Wednesday, August 17, 2011

The Immorality of Taxation

I thought I'd kickstart the blog with a few thoughts on taxation. There's been more talk lately about higher taxes on the rich (from Obama and Buffett, to name two). "They should pay their fair share!" "The gap between the rich and the poor is too big. There needs to be more fairness!" "They can afford it!" Even hip-hop mogul Russel Simmons got in on the action, calling for higher taxes for his fellow millionaires and billionaires. How generous! Begging, pleading, for the government to take away their money and the money of their wealthy peers! 
"The wisdom of man never yet contrived a system of taxation that would operate with perfect equality." -Andrew Jackson

I'll let the little video at the bottom make my economic arguments for me since it does such a great job. Today I just want to make the other argument: the moral argument. As you'll come to see pretty quickly on this blog, I never met a tax I didn't hate. I hate what they stand for, and I hate most things that they're used for. For the things I like that taxes pay for, I'd rather they were done privately and voluntarily.

● **Dataset content**
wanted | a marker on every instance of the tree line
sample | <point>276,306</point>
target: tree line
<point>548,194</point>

● **What is required**
Extend the blog post on the immorality of taxation from the point where it stops. The lines are separate material with no connection to the blog post on taxation.

● **Answer to this problem**
I Hate What Taxes Stand For

What is a tax, be it an income tax, a sales tax, a capital gains tax, a death tax, a property tax (the list goes on for miles) but the State's claim that they have more right to your property and the products of your labor than you do? Let that sink in. The State has more rights to your little slice of life than you do. It owns you, and can and will use force to take from you what it wants. Since the State is incapable of producing anything on its own, it relies on transfer payments to get things done. It takes money from one party and transfers it to another. If you think it's harsh to say that they use force via the threat of violence to take away your money, try not paying your taxes for a while, and see what happens. Taxation is nothing short of legalized theft. Imagine it on a micro scale: what if your neighbor demanded that out of every dollar you earned, you had to give him a quarter? You'd call it extortion or robbery. But when the State does it, it's for the greater good?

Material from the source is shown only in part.